Ausgangstext
□ □ □ □ □
Gemeinschaftsmarkenverordnung Art. 93 Abs. 5; Brüssel I-VO Art. 5 Nr. 3

 

Verfahrensgang

OLG Düsseldorf (Urteil vom 07.12.2010; Aktenzeichen I-20 U 170/09)

LG Düsseldorf (Urteil vom 17.09.2009; Aktenzeichen 37 O 89/08)

 

Tenor

Auf die Revision der Klägerin wird das Urteil des 20. Zivilsenats des OLG Düsseldorf vom 7.12.2010 unter Zurückweisung des weitergehenden Rechtsmittels im Kostenpunkt und insoweit aufgehoben, als die Berufung der Klägerin gegen das Urteil der 7. Kammer für Handelssachen des LG Düsseldorf vom 17.9.2009 im Hinblick auf die auf Wettbewerbsrecht gestützten Klageanträge zurückgewiesen worden ist.

Im Umfang der Aufhebung wird die Sache zur neuen Verhandlung und Entscheidung, auch über die Kosten der Revision, an das Berufungsgericht zurückverwiesen.

Von Rechts wegen

 

Tatbestand

Rz. 1

Die Klägerin produziert und vertreibt Parfüm- und Kosmetikerzeugnisse. Sie leitet Rechte aus der nachfolgend abgebildeten, für Parfümeriewaren eingetragenen dreidimensionalen (schwarz/weißen) Gemeinschaftsmarke Nr. 003788767 ab:

Rz. 2

Die Klägerin vertreibt in einem der Gemeinschaftsmarke nachgebildeten farbig gestalteten und beschrifteten Flakon das Damenparfüm "Davidoff Cool Water Woman".

Rz. 3

Die Beklagte, eine in Belgien ansässige Gesellschaft, betreibt den Großhandel mit Parfüms. Zu ihrer Produktpalette gehört ein Damenparfüm, das sie unter der Bezeichnung "Blue Safe for Women" anbietet. Im Januar 2007 verkaufte sie das Parfüm an den in Deutschland geschäftsansässigen Stefan P.

Rz. 4

Die Klägerin hat in dem Vertrieb des Parfümerzeugnisses durch die Beklagte in dem im Klageantrag abgebildeten Parfümflakon eine Markenverletzung, eine unzulässige vergleichende Werbung und eine unlautere Nachahmung gesehen. Sie hat behauptet, von der Markeninhaberin, der Zino Davidoff S.A., Schweiz, zur Geltendmachung der Ansprüche aus der Gemeinschaftsmarke ermächtigt zu sein. Der Beklagten sei bekannt gewesen, dass Stefan P. beabsichtigt habe, das in Belgien erworbene Parfüm in Deutschland weiterzuverkaufen.
□ □ □ □ □
Aufgabe 1
Unter welcher Bezeichnung bietet die Beklagte laut dem Ausgangstext ihr Damenparfüm an?
Aufgabe 2
Gib bitte den Abschnitt des Ausgangstexts wortgetreu wieder, beginnend bei „Die Klägerin vertreibt“ und endend bei „geschäftsansässigen Stefan P.“.

Extrahierte Datensätze
□ □ □ □ □
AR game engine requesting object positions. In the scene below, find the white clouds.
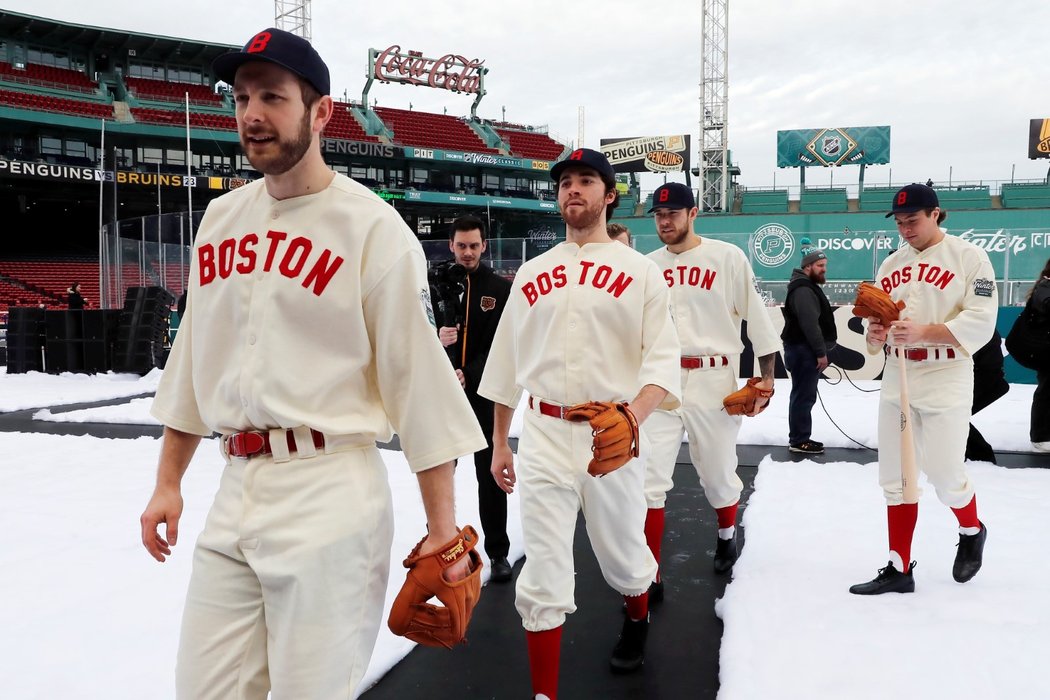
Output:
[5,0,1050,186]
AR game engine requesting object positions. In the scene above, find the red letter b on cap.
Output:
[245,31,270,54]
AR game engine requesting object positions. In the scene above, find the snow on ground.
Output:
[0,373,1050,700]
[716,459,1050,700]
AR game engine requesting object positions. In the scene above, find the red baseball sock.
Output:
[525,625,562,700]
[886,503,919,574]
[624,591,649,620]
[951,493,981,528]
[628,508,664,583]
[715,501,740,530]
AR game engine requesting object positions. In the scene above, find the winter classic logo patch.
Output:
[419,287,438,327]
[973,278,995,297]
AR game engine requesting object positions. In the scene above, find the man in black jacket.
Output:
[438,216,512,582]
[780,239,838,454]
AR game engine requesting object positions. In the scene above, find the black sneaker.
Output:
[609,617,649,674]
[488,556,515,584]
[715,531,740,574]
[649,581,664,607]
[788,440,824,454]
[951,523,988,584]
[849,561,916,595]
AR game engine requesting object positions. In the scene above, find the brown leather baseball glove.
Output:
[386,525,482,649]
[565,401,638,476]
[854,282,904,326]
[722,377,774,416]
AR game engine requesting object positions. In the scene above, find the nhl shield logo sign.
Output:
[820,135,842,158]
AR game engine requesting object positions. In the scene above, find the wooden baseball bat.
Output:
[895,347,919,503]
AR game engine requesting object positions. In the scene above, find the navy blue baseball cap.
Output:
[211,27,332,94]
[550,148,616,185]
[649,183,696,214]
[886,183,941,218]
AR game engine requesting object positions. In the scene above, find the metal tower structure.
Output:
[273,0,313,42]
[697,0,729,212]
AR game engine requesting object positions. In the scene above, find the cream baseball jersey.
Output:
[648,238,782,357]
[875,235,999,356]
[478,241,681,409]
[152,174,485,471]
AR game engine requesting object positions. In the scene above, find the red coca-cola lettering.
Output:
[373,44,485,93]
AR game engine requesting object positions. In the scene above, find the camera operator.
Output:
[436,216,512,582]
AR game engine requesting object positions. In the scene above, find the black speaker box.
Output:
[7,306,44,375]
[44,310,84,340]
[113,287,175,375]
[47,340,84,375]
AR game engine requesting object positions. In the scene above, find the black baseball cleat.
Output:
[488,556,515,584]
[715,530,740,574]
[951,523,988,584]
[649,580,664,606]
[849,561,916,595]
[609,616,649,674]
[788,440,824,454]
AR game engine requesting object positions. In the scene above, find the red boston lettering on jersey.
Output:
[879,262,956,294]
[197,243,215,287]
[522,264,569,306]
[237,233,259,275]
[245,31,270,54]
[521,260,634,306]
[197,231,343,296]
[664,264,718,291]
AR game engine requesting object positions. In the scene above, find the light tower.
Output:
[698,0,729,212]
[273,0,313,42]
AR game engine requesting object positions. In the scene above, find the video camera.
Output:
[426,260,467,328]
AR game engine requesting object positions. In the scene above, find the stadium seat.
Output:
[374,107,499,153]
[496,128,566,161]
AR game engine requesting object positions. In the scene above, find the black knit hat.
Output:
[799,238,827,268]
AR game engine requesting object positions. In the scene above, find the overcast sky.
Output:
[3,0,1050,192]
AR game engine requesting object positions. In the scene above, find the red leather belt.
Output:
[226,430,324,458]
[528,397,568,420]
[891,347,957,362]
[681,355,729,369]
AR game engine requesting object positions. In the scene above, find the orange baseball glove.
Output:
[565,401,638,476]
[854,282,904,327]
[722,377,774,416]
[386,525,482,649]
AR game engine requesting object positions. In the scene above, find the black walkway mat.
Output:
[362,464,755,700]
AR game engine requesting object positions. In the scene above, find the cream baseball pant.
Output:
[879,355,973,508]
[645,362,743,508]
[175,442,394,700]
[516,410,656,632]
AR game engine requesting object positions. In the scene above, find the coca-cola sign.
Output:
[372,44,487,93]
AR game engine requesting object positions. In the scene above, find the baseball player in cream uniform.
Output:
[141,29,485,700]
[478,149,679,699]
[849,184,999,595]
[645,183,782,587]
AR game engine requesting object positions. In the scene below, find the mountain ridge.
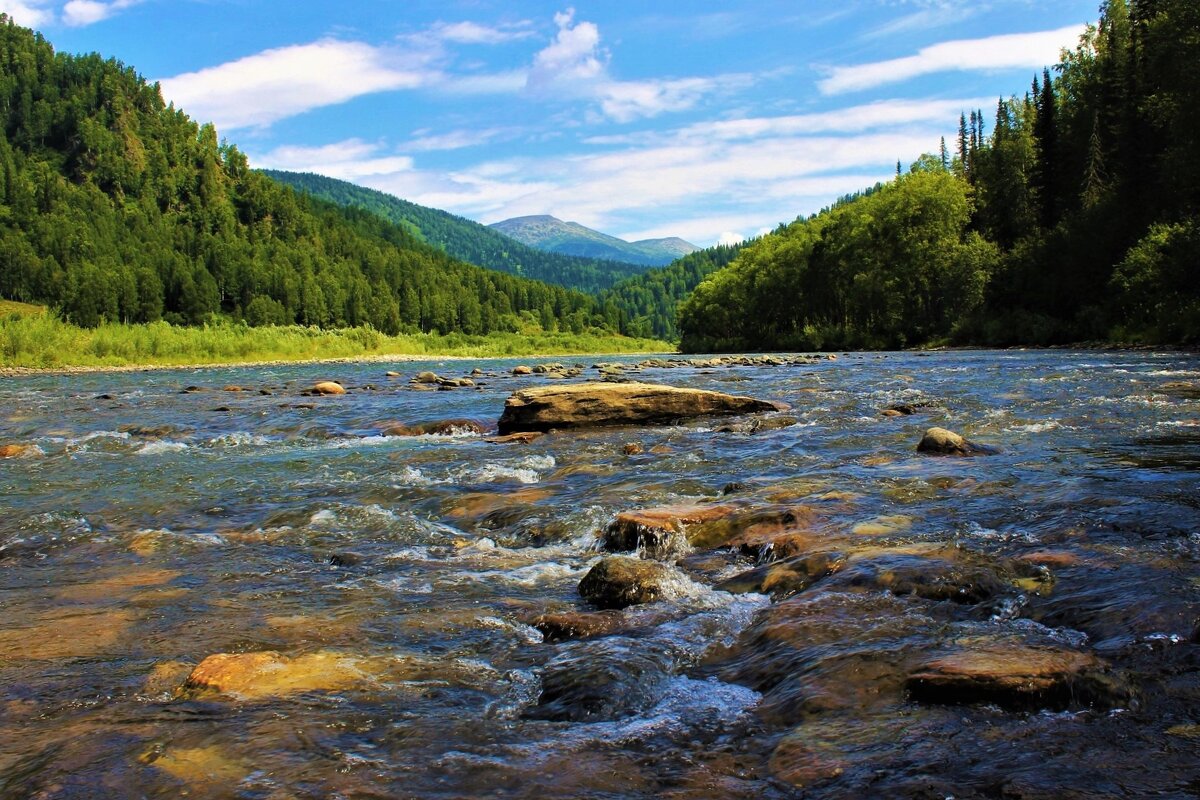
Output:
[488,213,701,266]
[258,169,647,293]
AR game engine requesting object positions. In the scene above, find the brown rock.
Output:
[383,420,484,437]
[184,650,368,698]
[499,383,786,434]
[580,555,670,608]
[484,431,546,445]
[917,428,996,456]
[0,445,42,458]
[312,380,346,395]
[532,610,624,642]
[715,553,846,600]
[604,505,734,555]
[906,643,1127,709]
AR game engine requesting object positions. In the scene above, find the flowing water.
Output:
□ □ □ □ □
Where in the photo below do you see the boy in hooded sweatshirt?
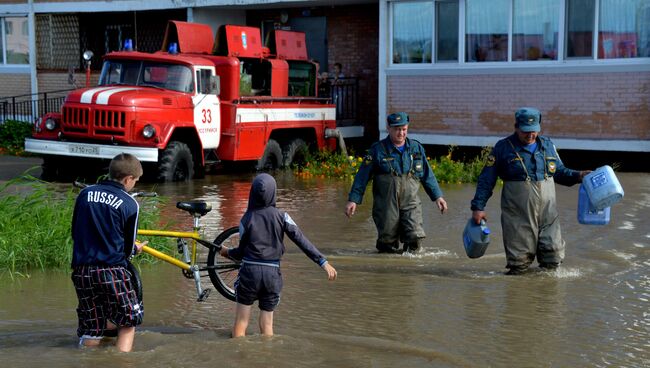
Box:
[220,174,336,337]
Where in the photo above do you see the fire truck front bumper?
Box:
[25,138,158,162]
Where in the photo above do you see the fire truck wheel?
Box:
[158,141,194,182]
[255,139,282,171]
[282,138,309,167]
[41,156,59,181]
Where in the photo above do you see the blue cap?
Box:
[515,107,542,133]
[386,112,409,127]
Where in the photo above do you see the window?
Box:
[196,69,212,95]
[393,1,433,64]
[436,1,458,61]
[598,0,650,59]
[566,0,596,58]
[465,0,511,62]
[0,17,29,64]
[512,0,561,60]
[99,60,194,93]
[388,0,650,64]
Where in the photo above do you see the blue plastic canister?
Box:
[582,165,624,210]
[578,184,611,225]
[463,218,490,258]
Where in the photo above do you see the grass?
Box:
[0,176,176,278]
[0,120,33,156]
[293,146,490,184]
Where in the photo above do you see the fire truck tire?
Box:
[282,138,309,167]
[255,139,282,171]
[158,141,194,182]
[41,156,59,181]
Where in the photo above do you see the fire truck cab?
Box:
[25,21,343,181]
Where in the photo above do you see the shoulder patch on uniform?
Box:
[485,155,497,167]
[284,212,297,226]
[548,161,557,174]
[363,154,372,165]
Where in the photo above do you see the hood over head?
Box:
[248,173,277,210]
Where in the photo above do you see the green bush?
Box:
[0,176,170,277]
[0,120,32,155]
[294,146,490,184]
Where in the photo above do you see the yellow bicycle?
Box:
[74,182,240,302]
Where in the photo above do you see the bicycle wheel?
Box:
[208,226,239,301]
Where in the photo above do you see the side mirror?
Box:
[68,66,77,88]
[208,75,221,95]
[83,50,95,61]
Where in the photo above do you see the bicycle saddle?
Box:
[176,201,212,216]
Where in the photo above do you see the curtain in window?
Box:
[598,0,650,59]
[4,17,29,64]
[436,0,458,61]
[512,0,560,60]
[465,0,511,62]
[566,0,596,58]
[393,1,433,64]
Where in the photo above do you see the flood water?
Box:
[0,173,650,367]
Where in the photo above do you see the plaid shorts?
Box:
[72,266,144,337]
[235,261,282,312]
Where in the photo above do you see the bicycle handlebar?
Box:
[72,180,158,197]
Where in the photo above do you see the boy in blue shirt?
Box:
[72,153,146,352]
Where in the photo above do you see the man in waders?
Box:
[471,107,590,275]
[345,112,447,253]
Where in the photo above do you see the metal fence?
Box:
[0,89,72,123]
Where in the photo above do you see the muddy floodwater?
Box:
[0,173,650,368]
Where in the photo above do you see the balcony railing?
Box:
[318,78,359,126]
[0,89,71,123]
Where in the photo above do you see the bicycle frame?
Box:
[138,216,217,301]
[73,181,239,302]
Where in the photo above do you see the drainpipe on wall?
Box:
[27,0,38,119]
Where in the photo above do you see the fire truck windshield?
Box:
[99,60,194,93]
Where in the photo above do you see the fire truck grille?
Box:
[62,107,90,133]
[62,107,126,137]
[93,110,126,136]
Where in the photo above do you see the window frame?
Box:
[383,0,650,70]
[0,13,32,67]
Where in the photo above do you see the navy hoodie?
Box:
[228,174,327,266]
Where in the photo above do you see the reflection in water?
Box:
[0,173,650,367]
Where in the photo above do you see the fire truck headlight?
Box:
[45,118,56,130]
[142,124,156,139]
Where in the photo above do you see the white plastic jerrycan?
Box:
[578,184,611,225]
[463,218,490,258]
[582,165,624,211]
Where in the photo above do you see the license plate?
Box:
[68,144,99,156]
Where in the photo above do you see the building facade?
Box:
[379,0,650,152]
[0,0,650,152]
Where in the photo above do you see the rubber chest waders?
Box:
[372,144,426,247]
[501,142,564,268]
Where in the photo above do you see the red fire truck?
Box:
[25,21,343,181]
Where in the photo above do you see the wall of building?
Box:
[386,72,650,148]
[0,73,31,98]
□ □ □ □ □
Schriftliche Antwort 1
Unter der Bezeichnung „Blue Safe for Women“.

Schriftliche Antwort 2
Die Klägerin vertreibt in einem der Gemeinschaftsmarke nachgebildeten farbig gestalteten und beschrifteten Flakon das Damenparfüm "Davidoff Cool Water Woman".

Rz. 3

Die Beklagte, eine in Belgien ansässige Gesellschaft, betreibt den Großhandel mit Parfüms. Zu ihrer Produktpalette gehört ein Damenparfüm, das sie unter der Bezeichnung "Blue Safe for Women" anbietet. Im Januar 2007 verkaufte sie das Parfüm an den in Deutschland geschäftsansässigen Stefan P.